EXERCISE BRIEF -> Determine how many of the lines below contain the string "shirt", treating uppercase and lowercase letters as different, and state only that number.

ENTRIES SHOWN ->
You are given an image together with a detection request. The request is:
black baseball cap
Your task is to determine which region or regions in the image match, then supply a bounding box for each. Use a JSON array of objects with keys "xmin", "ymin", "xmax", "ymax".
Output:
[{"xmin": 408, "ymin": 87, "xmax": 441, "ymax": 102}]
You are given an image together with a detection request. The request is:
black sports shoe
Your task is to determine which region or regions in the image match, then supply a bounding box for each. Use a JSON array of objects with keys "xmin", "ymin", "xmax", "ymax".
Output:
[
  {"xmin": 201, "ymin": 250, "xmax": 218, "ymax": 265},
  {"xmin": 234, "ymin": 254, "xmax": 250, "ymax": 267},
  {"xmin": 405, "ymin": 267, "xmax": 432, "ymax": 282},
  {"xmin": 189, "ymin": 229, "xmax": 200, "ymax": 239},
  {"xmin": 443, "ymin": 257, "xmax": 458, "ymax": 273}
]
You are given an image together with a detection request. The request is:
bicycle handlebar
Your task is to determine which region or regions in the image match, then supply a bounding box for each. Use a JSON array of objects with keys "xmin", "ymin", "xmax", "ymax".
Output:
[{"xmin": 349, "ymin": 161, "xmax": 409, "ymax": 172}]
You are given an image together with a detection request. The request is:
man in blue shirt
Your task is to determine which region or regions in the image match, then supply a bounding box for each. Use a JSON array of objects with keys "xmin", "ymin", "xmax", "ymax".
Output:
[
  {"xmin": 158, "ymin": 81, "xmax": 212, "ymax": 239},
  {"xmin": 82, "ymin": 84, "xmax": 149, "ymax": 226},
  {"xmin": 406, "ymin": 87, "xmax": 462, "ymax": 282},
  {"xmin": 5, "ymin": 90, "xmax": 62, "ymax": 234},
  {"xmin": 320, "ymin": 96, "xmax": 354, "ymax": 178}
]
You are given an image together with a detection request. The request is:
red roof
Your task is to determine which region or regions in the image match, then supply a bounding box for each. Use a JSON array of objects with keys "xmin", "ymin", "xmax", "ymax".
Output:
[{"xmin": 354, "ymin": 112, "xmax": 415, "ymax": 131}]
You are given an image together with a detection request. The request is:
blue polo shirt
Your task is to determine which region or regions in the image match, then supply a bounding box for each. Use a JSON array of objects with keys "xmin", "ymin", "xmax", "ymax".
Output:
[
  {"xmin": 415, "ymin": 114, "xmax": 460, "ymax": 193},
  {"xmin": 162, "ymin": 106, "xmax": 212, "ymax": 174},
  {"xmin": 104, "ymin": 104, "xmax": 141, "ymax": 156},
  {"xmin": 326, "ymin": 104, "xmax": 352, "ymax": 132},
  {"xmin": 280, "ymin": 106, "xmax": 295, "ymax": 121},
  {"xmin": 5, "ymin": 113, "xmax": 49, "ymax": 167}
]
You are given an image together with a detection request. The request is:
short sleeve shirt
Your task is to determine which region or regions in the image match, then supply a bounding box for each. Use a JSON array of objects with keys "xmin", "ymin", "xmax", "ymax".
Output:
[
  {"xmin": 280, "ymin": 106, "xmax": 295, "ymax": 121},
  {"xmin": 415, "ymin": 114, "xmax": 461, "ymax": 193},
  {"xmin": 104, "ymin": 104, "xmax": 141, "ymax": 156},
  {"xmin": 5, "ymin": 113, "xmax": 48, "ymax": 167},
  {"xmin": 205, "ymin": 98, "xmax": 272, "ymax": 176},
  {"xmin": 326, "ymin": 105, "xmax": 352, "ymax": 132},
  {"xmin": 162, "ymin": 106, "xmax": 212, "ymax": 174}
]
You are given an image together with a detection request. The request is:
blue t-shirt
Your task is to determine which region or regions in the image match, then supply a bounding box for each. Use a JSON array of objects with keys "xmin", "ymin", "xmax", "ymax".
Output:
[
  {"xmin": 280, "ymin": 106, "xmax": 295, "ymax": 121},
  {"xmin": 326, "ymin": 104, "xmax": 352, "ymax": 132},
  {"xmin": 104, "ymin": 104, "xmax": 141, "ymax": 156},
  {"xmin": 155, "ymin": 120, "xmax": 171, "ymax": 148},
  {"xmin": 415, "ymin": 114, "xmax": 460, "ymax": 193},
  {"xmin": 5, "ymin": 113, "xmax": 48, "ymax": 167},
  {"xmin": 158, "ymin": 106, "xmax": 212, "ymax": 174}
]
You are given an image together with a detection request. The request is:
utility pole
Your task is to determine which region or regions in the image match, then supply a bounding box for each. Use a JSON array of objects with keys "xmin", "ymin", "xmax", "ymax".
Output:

OUTPUT BELOW -> 4